▸ **SOURCE PASSAGE**
-- begin --

The anti-reflection layer RPL may be defined as an external light anti-reflection film. The anti-reflection layer RPL may reduce reflectance of external light incident from an upper side of the display device DD toward the display panel DP. The external light may not be visible to the user due to the anti-reflection layer RPL.

When the external light directed toward the display panel DP is reflected by the display panel DP and provided again to an external user, the user may recognize the external light, like a mirror. To prevent this phenomenon, e.g., the anti-reflection layer RPL may include a plurality of color filters that display the same color as the pixels of the display panel DP.

The color filters may filter the external light to the same color as the pixels. In this case, the external light may not be visible to the user. However, this embodiment is not limited thereto, and the anti-reflection layer RPL may include a retarder and/or a polarizer to reduce the reflectance of the external light.

-- end --

▸ **CHALLENGES**
1 – Translate this sentence from the anti-reflection passage into Spanish: "The color filters may filter the external light to the same color as the pixels."
2 – Summarize the anti-reflection passage in two sentences.
The listing after this passage was taken from a different source.

Records from a pointing dataset
-- begin --

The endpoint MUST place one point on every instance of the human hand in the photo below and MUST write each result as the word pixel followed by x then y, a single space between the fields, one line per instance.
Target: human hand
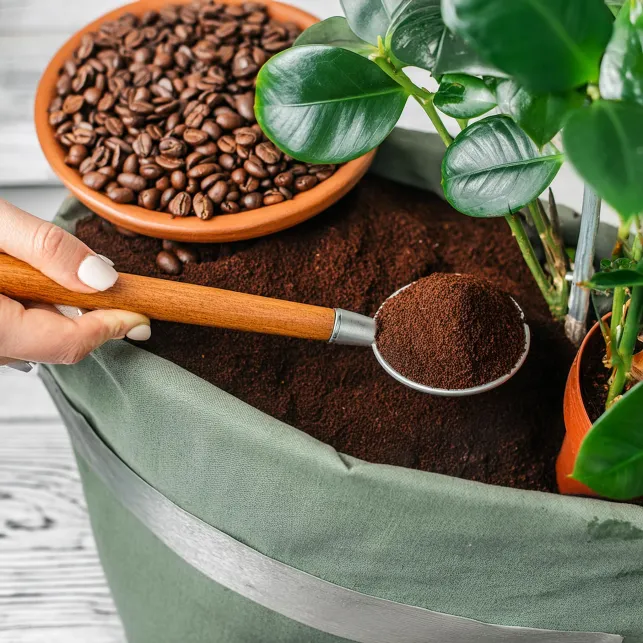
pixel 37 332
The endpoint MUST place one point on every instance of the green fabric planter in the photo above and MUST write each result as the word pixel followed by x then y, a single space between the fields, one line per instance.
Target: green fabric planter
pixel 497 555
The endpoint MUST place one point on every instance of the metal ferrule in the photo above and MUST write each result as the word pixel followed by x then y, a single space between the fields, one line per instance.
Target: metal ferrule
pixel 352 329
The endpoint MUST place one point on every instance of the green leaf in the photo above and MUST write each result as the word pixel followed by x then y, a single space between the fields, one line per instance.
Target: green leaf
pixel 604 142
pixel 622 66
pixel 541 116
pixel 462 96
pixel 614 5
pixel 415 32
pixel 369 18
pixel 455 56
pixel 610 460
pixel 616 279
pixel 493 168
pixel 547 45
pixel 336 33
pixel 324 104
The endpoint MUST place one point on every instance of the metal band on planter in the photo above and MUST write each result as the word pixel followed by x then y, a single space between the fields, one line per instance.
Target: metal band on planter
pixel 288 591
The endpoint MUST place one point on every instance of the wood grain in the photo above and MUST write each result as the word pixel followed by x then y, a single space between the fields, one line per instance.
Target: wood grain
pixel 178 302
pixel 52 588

-- end --

▸ **OUTPUTS BY TASK**
1 – Los filtros de color pueden filtrar la luz externa al mismo color que los píxeles.

2 – The anti-reflection layer RPL reduces the reflectance of external light traveling from above the display device DD toward the display panel DP, so the user does not see that light reflected back as if from a mirror. To do this, it may include color filters that display the same color as the panel's pixels, or it may instead include a retarder and/or a polarizer.